BEGIN Exercise input

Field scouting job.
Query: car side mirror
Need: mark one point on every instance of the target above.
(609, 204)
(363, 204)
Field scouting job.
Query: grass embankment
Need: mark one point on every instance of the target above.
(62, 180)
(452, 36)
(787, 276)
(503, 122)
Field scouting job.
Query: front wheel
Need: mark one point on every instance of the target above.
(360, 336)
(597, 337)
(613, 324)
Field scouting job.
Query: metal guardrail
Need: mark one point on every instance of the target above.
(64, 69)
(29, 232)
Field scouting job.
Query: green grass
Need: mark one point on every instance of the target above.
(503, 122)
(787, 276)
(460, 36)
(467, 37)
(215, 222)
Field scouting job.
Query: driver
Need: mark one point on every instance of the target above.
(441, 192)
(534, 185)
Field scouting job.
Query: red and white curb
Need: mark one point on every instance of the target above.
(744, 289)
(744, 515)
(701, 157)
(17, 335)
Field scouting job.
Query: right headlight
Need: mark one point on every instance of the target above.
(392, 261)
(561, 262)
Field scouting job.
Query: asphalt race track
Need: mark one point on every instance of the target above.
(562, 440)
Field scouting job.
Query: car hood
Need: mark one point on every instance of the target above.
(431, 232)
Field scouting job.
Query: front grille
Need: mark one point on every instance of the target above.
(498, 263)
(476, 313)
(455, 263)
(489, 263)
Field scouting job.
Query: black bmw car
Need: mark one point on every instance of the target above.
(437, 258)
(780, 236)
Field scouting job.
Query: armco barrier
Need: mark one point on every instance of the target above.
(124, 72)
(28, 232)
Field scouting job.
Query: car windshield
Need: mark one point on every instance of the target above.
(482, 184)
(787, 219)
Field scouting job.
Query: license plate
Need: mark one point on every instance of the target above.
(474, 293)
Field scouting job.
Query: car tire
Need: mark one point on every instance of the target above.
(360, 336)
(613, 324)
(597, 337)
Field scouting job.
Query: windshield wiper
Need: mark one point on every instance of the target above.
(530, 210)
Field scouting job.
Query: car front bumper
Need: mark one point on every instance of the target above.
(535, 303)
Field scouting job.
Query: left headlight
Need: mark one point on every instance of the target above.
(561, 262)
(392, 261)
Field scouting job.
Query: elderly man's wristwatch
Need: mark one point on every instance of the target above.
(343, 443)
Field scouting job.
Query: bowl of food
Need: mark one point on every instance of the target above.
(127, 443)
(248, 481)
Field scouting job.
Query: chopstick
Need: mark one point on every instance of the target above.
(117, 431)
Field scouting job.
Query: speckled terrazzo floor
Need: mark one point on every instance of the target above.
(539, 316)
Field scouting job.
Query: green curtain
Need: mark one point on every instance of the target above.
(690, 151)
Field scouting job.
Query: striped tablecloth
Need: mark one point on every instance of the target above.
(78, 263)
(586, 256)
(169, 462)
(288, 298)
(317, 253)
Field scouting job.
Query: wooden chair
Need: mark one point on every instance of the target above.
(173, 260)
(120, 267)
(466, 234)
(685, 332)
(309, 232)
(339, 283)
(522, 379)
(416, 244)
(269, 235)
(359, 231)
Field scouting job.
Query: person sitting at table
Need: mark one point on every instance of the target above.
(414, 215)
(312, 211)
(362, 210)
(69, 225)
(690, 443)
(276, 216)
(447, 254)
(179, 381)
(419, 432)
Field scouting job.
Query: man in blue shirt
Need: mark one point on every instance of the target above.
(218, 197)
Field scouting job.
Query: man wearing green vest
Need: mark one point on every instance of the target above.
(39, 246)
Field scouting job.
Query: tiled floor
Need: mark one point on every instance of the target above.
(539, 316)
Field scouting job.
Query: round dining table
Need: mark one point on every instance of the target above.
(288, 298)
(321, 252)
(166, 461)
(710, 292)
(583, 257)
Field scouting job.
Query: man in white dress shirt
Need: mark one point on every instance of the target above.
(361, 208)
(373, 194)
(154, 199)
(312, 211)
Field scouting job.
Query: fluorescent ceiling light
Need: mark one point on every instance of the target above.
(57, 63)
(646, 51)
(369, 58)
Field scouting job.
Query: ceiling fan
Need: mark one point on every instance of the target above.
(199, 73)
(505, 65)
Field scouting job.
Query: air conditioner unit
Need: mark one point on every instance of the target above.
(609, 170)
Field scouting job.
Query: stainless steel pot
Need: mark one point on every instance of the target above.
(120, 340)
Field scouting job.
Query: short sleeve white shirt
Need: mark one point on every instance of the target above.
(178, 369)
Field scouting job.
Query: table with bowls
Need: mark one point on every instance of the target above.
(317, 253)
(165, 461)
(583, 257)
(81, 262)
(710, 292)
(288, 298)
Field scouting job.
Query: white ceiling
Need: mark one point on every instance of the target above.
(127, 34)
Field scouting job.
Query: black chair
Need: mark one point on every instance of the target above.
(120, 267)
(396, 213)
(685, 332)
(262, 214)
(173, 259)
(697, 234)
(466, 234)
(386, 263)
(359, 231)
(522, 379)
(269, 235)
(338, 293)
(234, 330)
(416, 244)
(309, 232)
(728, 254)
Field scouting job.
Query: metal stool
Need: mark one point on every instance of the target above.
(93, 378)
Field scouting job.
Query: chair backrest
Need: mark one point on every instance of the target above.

END Exercise input
BEGIN Exercise input

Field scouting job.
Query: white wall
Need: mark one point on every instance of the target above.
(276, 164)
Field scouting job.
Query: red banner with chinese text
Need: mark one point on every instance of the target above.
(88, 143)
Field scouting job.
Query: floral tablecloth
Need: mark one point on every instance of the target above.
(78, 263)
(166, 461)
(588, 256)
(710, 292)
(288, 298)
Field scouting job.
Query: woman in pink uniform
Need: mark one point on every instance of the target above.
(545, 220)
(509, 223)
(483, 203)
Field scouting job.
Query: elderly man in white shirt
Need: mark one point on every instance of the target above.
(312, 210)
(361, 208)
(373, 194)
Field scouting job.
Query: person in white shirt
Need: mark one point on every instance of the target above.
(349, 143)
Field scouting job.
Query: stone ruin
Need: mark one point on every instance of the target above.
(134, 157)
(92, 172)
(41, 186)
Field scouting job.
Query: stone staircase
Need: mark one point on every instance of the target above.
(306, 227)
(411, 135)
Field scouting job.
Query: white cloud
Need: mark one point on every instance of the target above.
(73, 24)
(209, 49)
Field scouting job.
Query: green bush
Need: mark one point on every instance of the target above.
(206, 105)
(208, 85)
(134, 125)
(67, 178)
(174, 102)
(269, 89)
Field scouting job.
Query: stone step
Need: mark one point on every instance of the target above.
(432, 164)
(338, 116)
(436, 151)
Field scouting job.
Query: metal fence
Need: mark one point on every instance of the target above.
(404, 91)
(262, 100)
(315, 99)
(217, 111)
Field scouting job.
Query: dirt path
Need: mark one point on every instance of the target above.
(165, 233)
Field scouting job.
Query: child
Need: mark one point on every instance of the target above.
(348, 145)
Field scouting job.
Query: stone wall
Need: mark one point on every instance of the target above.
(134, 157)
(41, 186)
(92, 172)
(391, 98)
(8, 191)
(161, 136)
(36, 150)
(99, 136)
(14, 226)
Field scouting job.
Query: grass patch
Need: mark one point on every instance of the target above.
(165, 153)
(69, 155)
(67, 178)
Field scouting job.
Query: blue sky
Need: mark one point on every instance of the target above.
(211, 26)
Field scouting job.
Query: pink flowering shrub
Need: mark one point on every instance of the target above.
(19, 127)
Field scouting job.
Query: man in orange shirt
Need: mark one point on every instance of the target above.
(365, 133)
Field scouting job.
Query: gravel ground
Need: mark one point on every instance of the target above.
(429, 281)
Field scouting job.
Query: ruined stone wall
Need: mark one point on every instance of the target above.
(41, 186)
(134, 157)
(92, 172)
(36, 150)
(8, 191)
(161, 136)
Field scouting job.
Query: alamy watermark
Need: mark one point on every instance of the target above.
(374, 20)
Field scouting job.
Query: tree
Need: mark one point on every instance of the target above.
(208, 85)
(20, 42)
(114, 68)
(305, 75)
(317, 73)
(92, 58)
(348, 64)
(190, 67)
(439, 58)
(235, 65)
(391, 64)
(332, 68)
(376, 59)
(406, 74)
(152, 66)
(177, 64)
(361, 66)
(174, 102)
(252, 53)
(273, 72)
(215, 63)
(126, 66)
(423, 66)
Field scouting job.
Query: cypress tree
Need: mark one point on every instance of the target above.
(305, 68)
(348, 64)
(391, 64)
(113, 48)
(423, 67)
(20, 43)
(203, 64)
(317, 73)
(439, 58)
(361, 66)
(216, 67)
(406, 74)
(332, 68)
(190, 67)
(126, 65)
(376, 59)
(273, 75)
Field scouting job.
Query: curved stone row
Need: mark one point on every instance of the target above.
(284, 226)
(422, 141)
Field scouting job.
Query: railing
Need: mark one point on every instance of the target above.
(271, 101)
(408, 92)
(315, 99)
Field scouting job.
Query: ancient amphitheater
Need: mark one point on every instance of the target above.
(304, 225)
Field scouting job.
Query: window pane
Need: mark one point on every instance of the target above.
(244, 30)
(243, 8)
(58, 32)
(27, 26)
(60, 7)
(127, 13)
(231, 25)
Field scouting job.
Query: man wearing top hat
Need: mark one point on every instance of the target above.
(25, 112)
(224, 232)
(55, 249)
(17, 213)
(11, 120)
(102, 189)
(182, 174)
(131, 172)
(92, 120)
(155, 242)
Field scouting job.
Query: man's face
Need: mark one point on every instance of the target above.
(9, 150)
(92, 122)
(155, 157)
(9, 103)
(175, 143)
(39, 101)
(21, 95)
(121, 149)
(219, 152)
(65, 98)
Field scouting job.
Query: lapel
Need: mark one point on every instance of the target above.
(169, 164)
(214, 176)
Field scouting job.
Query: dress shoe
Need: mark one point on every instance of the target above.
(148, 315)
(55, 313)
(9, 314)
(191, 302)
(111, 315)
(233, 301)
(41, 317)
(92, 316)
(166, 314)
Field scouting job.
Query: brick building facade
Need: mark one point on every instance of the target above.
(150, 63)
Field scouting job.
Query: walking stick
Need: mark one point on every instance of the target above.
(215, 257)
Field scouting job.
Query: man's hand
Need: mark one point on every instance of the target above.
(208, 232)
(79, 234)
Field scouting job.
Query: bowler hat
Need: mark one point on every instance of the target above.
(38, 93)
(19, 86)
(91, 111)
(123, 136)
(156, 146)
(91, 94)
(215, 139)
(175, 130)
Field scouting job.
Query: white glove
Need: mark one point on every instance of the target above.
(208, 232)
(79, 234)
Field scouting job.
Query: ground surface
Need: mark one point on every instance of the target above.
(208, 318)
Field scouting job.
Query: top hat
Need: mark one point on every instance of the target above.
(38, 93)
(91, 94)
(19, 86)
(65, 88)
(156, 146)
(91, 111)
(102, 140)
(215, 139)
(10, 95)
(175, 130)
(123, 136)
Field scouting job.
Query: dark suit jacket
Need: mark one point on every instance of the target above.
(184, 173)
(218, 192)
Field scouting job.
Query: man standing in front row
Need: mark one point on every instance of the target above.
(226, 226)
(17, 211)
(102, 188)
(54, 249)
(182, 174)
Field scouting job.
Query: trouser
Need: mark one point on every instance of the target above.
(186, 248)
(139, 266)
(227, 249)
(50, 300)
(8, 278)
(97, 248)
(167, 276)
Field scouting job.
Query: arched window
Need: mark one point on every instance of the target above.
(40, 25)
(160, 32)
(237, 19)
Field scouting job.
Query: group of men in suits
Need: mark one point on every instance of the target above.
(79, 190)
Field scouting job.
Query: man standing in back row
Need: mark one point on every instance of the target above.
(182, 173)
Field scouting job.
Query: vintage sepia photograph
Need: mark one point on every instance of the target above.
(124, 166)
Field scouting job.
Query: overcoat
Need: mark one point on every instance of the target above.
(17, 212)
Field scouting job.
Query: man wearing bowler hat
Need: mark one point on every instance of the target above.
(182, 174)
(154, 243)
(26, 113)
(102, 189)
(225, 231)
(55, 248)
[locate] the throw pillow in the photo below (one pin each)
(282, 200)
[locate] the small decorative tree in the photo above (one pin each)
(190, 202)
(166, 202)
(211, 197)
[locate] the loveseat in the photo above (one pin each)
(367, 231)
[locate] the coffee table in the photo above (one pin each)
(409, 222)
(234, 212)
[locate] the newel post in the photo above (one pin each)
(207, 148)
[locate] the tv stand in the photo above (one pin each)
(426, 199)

END Exercise input

◆ **Exercise objective**: Given the records above, return exactly the lines starting at the line containing "Query: grass patch" and ending at the line containing "Query: gravel ground", including both.

◆ **Your solution**:
Query: grass patch
Need: mark one point on every instance of the target above.
(165, 153)
(69, 155)
(67, 178)
Field scouting job.
Query: blue sky
Need: mark one point on every instance of the target above.
(211, 26)
Field scouting job.
Query: pink flowering shrub
Need: mark one point on every instance of the target above.
(19, 127)
Field scouting job.
Query: man in orange shirt
Need: mark one point on every instance of the target above.
(365, 133)
Field scouting job.
Query: gravel ground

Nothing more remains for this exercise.